** MATERIAL SUPPLIED follows **

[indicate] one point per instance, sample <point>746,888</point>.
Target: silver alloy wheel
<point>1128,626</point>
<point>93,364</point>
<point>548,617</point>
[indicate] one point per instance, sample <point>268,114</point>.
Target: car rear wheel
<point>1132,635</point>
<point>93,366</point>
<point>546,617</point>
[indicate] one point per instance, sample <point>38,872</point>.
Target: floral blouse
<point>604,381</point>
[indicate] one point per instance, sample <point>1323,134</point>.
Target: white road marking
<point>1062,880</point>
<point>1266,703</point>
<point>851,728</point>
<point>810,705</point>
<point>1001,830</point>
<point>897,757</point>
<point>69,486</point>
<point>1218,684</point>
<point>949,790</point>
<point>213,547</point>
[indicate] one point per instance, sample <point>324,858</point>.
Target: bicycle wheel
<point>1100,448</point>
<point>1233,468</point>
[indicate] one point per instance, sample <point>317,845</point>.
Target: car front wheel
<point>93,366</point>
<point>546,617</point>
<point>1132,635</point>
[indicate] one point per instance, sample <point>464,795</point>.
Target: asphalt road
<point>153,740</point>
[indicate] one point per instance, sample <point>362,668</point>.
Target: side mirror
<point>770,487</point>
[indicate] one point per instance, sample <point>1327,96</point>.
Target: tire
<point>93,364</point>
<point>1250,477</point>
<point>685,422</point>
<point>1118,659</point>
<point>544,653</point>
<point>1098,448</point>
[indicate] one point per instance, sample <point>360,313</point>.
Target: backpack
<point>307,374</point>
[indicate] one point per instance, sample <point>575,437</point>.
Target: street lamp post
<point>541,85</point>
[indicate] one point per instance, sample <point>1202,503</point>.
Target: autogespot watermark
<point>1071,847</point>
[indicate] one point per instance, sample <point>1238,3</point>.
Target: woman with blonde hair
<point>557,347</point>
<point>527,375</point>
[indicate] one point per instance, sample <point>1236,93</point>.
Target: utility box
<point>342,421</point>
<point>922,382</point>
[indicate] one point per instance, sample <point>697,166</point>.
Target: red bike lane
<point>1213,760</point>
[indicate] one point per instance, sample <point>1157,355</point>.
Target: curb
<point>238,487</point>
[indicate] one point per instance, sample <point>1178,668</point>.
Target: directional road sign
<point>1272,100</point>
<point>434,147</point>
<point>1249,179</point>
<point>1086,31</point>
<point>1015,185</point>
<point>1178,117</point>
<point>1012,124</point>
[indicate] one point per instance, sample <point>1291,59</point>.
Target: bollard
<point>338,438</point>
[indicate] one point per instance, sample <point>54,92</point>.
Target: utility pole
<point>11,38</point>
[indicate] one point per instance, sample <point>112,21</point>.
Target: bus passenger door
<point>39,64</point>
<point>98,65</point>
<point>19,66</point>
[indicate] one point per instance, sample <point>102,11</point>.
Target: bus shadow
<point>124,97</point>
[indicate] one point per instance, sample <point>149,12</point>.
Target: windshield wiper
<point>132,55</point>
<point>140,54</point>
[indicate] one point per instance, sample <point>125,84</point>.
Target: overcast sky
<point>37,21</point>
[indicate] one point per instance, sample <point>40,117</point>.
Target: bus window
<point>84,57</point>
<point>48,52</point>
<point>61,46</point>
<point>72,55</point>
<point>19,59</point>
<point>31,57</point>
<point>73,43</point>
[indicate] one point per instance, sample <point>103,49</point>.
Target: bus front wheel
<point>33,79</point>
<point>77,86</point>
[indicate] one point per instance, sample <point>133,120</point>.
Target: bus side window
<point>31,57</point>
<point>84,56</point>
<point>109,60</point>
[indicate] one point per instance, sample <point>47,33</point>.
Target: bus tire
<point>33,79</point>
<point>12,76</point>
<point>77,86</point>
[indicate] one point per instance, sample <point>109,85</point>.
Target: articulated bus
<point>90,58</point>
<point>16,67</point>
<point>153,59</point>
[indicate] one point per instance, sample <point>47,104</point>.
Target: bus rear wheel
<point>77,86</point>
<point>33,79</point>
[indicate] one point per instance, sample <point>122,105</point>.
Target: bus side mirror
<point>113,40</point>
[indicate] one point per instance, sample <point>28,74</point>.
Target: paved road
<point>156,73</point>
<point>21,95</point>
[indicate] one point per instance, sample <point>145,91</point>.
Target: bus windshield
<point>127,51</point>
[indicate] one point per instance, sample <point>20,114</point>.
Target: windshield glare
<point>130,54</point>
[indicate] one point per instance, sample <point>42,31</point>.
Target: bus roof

** End of MATERIAL SUPPLIED **

- **ACTIVITY**
From the records above, transcribe exactly the run of lines that opens with the line holding "instance, sample <point>464,795</point>." and closes with the line holding "instance, sample <point>1327,96</point>.", both included.

- **OUTPUT OF THE TASK**
[indicate] one point per instance, sample <point>464,795</point>.
Target: asphalt road
<point>153,740</point>
[indicate] one point per instance, sample <point>362,668</point>.
Target: side mirror
<point>770,487</point>
[indicate] one point per instance, sample <point>1327,96</point>.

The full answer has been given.